Your instructions:
Reproduce verbatim the passage of the thread on removing a cracked vinyl MINI roof from "We had a man" to "(Aug 20, 2013)".

Document:
# Help needed removing cracked vinyl Union Jack MINI roof



## jbenekeorr (May 16, 2011)

Hi all, I'm after a bit of advice.

I need to remove the old cracked vinyl 'black jack' roof from my mum's MINI to replace it with a new one.

It is unfortunately not just a case of peeling it off - it is heavily cracked and weathered and does not come off without a fight. I've tried heating it which made no difference.

We had a man down who agreed to do it - he came totally unprepared, damaged the roof, used my white spirit, trashed several of my detailing cloths, removed part of it and disappeared. It turned out he ripped part of the new roof and ran off!!! So as you can imagine this is a bit of a disaster and I just want to fix it as this was part of my present to her for her 50th.

I have since removed one piece with the white spirit (I know that's probably not approved of but it did work very very slowly).

Is there anything else I can do to remove it?


----------



## shakey85 (Aug 20, 2013)

Might not be car approved but it got a sticker which a local garage decided to stick on my car off.

http://www.lakeland.co.uk/22794/Sticky-Stuff-Remover-Gel-Kit


----------



## B1ue52 (Dec 10, 2013)

You could try getting some tardis on it. Leave it a while and see if that helps. If not then you could try soaking some decent quality kitchen towel in tardis with a spray bottle and laying it on top and let it penetrate.

I say that with no idea if such a concentrated exposure to tardis would be bad for your paint as I don't use the stuff and I'm not a chemist. Maybe someone who knows the product better could validate my suggestion.

Supplied material:
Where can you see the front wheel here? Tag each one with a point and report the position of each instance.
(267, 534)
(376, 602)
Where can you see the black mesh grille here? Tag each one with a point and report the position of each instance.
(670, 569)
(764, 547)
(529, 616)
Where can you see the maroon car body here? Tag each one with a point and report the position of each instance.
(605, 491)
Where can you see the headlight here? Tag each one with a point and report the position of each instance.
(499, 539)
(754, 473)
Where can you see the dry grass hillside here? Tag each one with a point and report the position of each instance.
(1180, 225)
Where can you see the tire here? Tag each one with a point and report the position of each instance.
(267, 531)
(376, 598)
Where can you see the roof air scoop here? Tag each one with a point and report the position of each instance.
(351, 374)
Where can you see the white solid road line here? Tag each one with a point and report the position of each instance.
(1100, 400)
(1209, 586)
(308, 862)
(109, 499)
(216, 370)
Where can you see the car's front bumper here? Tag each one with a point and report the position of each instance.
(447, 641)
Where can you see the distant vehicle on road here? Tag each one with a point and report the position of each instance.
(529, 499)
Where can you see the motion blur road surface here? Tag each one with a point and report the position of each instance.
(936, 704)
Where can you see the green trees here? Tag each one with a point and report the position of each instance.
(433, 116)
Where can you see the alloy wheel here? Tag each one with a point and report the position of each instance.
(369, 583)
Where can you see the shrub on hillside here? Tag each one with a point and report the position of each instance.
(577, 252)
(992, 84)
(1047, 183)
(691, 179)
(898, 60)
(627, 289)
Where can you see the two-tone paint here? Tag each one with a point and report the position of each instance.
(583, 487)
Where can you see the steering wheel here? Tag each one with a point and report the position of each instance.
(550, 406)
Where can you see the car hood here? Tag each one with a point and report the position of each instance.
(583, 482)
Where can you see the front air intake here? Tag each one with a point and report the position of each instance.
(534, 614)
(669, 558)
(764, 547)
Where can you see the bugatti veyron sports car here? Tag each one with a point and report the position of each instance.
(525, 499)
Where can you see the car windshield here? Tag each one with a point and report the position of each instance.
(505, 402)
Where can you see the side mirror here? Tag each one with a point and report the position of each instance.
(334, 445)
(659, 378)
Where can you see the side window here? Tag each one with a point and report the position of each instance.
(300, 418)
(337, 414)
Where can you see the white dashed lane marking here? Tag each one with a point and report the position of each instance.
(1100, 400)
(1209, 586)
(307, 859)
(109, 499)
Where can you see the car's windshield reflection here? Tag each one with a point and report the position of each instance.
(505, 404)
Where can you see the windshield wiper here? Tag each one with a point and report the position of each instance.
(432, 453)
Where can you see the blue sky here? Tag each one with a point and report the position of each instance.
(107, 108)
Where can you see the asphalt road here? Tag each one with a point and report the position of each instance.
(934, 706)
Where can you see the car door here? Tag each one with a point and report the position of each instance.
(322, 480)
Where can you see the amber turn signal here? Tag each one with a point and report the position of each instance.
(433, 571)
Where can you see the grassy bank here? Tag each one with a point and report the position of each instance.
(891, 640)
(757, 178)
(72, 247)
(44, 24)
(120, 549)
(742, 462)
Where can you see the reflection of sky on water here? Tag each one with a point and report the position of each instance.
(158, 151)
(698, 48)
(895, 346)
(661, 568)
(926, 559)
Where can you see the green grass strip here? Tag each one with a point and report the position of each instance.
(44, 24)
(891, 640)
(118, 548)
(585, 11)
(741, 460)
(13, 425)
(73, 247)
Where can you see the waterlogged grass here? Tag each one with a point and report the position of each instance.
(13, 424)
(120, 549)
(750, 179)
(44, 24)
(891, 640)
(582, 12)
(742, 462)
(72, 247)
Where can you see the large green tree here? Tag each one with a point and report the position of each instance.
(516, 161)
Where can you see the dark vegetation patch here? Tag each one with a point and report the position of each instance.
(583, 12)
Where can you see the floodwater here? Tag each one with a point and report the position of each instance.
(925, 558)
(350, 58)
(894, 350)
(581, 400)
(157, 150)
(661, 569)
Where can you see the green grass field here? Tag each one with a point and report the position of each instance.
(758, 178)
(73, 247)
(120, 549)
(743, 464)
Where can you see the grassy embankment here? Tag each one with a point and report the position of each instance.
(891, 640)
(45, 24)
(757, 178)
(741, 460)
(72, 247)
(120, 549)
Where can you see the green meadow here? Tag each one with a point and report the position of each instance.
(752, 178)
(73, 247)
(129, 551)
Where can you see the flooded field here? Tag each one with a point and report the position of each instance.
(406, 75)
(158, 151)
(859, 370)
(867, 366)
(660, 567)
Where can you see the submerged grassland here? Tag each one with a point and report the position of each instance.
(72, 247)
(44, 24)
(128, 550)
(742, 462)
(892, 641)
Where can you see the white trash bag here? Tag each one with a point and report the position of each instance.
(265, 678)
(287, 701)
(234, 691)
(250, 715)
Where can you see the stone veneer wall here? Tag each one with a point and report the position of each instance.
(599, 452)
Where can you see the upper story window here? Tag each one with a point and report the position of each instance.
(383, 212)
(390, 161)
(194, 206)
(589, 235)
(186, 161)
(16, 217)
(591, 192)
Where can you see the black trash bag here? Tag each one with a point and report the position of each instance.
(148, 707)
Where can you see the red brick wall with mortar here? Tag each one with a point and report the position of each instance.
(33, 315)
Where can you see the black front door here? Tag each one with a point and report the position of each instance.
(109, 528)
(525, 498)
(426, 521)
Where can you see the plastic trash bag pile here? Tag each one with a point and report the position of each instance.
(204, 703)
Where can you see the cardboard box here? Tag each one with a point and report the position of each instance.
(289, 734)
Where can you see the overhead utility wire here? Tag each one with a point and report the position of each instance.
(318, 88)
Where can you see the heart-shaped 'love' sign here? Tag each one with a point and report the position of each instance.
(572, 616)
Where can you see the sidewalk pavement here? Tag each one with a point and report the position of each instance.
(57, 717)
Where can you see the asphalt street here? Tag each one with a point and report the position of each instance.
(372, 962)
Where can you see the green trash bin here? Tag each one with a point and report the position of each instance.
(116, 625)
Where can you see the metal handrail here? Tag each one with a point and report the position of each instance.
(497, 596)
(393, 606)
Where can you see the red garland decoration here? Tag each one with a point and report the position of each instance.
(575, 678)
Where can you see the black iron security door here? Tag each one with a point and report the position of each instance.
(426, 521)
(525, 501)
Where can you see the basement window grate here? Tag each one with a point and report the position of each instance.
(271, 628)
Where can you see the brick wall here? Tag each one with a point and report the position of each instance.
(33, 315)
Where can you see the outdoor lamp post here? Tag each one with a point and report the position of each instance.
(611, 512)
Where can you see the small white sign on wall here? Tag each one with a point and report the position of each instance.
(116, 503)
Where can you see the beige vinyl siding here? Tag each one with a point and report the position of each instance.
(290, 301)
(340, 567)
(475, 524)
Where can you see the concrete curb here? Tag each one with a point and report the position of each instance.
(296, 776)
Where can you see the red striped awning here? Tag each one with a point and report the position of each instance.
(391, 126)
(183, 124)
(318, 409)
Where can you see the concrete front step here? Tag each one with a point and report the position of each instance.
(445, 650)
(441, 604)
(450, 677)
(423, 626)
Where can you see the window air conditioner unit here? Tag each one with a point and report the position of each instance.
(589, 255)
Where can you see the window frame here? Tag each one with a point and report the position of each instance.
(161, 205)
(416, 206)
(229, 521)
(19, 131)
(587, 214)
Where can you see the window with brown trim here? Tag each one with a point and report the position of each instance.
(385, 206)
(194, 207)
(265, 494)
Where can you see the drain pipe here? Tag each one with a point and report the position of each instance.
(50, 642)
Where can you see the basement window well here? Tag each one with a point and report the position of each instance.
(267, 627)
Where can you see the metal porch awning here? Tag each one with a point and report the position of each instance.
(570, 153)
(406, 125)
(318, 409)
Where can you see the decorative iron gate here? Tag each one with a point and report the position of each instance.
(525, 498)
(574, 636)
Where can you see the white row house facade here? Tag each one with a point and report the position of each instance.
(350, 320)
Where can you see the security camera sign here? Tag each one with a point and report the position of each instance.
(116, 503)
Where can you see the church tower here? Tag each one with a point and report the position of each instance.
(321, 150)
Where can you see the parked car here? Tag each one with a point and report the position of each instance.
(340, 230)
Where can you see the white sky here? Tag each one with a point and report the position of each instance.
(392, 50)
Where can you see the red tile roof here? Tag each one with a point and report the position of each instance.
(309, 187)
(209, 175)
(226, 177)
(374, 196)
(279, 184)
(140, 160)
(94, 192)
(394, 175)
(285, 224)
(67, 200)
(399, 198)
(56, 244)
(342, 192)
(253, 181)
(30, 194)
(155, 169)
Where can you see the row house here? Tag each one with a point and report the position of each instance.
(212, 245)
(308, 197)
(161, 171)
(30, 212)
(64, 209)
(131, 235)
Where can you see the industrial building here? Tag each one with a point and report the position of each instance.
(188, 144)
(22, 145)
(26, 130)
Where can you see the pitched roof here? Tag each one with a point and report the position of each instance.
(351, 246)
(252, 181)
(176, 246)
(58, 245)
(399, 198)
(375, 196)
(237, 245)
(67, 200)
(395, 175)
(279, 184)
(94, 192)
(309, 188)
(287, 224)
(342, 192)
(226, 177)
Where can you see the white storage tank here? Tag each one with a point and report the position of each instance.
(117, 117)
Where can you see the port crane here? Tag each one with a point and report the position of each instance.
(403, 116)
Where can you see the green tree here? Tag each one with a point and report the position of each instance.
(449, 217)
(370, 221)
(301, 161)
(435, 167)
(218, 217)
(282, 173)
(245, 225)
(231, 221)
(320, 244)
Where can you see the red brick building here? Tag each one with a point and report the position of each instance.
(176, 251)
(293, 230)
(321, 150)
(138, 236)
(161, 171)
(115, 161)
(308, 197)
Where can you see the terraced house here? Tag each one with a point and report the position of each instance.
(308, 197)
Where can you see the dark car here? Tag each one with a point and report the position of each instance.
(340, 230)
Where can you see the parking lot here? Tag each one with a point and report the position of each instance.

Exercise solution:
We had a man down who agreed to do it - he came totally unprepared, damaged the roof, used my white spirit, trashed several of my detailing cloths, removed part of it and disappeared. It turned out he ripped part of the new roof and ran off!!! So as you can imagine this is a bit of a disaster and I just want to fix it as this was part of my present to her for her 50th.

I have since removed one piece with the white spirit (I know that's probably not approved of but it did work very very slowly).

Is there anything else I can do to remove it?


----------



## shakey85 (Aug 20, 2013)